▶ **Selected excerpt**:
=== Section Start ===

|photo credit: Intamin10|
Japan will cut its electrical use by 15% this summer. After the earthquake, tsunami, and nuclear disaster, their electrical production capability has been decreased. Nuclear power plants made up for a quarter of their electrical production. After the disaster at Fukushima, public opinion in Japan has shifted against using nuclear power. Because of this, some plant managers in Japan are postponing turning their reactors back on after scheduled maintenance. Not only are they concerned about making sure their reactors are safe, they don’t want to take the reactor down again once new government regulations come into effect.
Time for some 101 facts about Japan.
Just to make sure we’re all on the same page, Japan is an island, or rather, a chain of islands. Japan is an energy power house. While it is only the 10th most populated country, it is 3rd in electrical generation. (America has double the population and is the largest electrical producer, China has the largest population and is second in electrical production.)
Japan does not have a lot of crude oil or natural gas. Most of what they use is imported. That’s one of the reasons they turned to nuclear power for electrical production. It takes fewer imports to run nuclear facilities than the coal, oil, and natural gas equivalents. There have also been fewer uranium crises than oil crises during the last 50 years.
In order to reduce electricity usage, the Japanese government has called for office thermostats to be turned up to 82 degrees Fahrenheit throughout the entire summer. This is an easy way to save electricity, however it would be very uncomfortable in a 3 piece suit and tie. The government is promoting a new “Super Cool Biz” look. They are encouraging people to wear shorts and polo shirts. The government is getting some resistance. While I would love to have to wear only polos and shorts (guess what I’m wearing now) at work, a nice suit and tie does bring off a certain professional air.
|photo credit: footloosiety|
With all that has gone on, some countries are rethinking their strategy for nuclear power.

=== Section End ===

Point localization data

=== Section Start ===

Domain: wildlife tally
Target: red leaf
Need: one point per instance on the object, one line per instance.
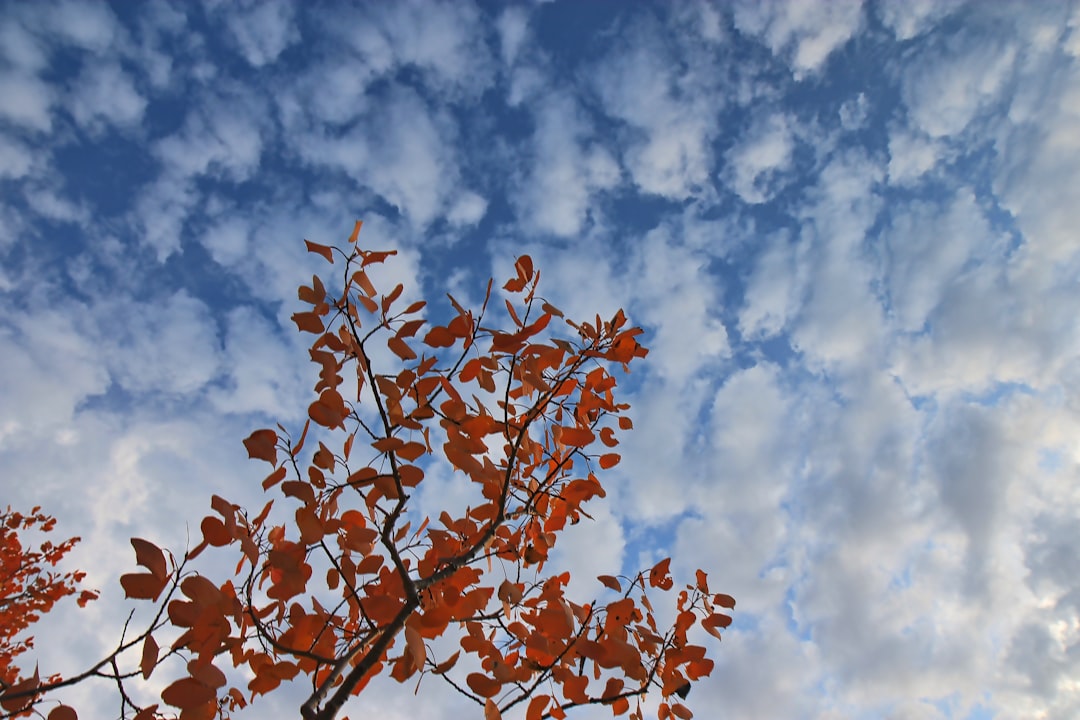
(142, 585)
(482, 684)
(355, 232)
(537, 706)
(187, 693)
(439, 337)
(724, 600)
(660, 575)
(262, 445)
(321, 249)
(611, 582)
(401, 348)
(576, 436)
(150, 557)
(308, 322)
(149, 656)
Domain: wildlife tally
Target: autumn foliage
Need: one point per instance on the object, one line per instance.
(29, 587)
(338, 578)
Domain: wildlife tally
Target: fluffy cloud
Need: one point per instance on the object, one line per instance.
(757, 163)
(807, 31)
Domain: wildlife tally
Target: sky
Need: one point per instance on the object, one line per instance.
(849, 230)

=== Section End ===
=== Section Start ===

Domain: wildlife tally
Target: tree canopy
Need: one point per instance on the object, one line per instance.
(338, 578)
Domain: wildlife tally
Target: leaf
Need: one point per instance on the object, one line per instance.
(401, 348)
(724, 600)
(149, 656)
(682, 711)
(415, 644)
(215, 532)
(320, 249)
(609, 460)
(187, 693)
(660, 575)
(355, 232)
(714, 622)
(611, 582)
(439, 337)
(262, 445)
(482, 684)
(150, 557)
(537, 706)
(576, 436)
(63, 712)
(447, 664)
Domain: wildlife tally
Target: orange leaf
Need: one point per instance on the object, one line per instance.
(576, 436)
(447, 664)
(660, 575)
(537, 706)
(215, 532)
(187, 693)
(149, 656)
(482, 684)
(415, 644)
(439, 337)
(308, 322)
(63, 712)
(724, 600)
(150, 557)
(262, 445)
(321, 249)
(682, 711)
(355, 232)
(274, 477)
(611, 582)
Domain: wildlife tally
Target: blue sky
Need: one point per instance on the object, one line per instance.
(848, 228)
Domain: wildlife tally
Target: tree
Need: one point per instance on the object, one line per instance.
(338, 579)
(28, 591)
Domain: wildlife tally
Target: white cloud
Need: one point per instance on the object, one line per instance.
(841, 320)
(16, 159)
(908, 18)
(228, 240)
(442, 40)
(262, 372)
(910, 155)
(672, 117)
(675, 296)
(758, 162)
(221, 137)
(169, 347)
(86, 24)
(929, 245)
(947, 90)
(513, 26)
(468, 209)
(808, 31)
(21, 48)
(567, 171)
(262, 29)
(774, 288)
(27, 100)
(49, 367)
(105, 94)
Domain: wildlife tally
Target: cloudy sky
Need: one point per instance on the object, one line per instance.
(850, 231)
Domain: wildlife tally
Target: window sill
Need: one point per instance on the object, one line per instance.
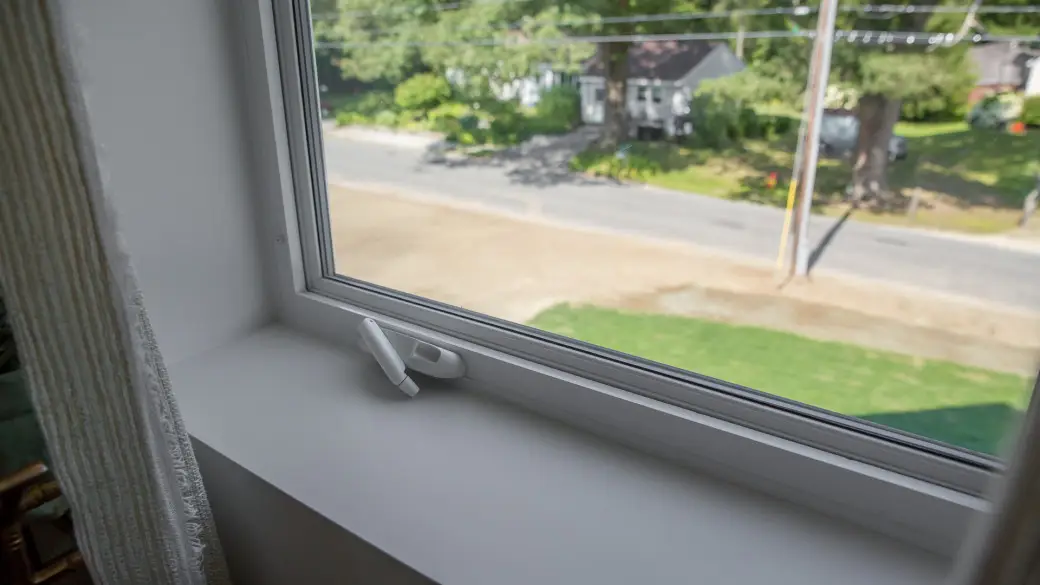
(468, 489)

=== Section End ===
=== Section Start ===

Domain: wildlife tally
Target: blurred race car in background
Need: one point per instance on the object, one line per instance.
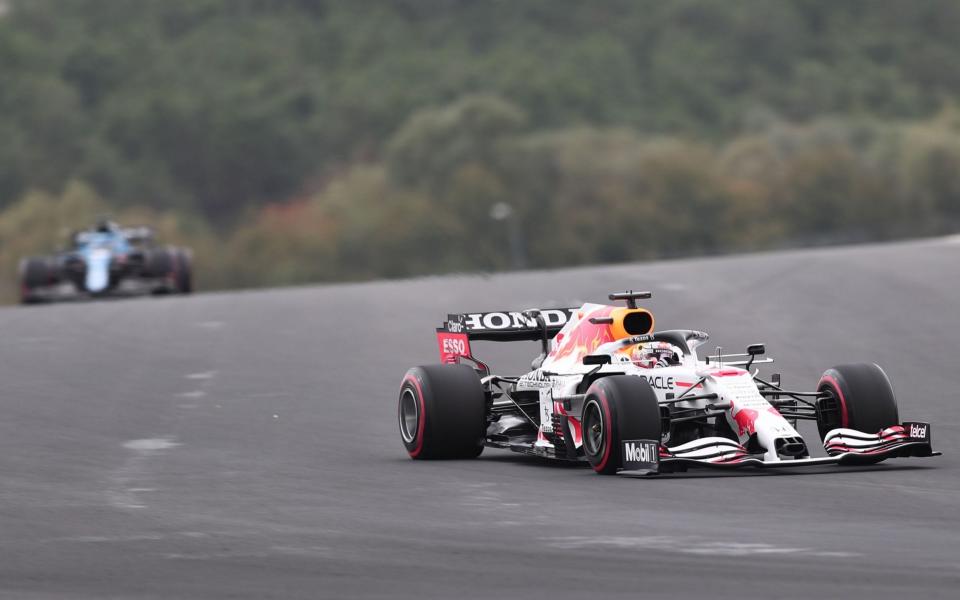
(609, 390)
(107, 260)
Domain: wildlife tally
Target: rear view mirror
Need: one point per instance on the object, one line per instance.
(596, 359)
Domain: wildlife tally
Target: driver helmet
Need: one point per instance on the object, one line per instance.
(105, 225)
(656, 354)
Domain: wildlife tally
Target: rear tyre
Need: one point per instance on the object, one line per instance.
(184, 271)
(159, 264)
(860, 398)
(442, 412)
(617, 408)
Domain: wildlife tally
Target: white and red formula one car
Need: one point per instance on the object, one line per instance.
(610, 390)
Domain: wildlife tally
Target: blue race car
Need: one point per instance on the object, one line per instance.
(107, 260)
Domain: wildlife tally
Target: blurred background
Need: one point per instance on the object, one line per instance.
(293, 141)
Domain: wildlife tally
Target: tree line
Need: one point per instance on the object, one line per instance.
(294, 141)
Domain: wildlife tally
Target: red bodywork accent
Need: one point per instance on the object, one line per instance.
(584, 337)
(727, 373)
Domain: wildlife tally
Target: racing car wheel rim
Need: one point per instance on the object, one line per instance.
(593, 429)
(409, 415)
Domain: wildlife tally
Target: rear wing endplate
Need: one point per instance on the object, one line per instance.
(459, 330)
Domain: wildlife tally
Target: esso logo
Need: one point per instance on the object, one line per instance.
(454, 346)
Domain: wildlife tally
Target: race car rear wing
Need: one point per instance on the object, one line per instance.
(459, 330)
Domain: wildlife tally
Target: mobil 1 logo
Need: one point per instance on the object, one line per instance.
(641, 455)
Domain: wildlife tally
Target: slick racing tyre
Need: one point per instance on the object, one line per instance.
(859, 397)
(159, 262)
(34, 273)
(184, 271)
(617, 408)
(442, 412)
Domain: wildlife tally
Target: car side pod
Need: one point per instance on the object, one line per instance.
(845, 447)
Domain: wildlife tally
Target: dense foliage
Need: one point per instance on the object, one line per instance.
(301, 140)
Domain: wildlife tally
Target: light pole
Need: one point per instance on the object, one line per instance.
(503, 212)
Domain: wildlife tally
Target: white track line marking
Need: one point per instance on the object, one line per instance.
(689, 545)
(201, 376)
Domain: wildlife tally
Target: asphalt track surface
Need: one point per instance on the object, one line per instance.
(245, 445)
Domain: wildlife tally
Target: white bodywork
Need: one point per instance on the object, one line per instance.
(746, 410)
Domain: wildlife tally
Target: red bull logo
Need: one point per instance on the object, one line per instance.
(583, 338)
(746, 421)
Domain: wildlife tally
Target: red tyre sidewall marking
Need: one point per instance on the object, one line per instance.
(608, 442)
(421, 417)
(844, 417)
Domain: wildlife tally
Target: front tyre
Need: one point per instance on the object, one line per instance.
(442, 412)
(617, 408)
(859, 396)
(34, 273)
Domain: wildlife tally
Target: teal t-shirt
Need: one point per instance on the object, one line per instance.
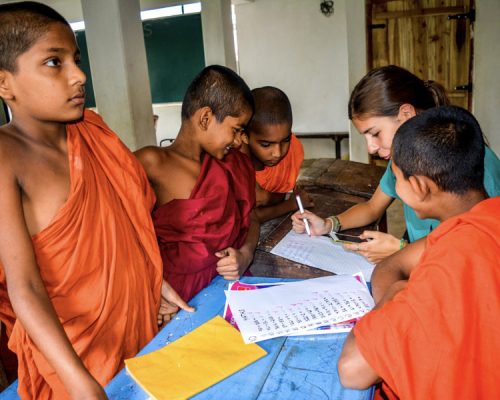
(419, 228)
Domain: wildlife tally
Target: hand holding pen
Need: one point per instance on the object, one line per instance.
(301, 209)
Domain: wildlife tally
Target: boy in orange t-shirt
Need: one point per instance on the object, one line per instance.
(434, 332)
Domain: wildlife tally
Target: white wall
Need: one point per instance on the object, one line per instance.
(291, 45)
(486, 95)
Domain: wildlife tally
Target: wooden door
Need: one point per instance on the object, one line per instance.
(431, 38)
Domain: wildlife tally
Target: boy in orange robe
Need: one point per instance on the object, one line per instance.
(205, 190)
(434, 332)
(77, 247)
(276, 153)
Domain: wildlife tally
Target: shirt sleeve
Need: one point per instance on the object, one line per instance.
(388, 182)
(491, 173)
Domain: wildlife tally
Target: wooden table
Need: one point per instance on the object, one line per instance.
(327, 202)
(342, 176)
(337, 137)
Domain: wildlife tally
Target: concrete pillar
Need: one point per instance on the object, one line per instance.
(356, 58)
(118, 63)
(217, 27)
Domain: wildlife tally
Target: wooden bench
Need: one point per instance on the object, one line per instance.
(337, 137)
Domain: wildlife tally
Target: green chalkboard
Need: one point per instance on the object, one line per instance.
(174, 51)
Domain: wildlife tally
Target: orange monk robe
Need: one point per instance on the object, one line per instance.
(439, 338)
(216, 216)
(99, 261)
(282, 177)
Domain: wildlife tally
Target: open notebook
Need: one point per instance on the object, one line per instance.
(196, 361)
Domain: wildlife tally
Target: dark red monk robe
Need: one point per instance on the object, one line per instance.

=== Section End ===

▶ **What you need to do**:
a) In the article on Japan's electricity cuts, what temperature has the government asked offices to set their thermostats to for the summer?
b) Transcribe the article on Japan's electricity cuts, starting with "Just to make" and going on through "in electrical production.)".
c) Summarize the article on Japan's electricity cuts in two sentences.

▶ **Results for the exercise**:
a) 82 degrees Fahrenheit.

b)
Just to make sure we’re all on the same page, Japan is an island, or rather, a chain of islands. Japan is an energy power house. While it is only the 10th most populated country, it is 3rd in electrical generation. (America has double the population and is the largest electrical producer, China has the largest population and is second in electrical production.)

c) After the earthquake, tsunami and Fukushima nuclear disaster reduced its electrical production, Japan will cut its electricity use by 15% this summer, and a shift in public opinion against nuclear power has led some plant managers to postpone restarting their reactors. To save electricity, the government has called for office thermostats to be set to 82 degrees Fahrenheit and is promoting a "Super Cool Biz" look of shorts and polo shirts, though it faces some resistance.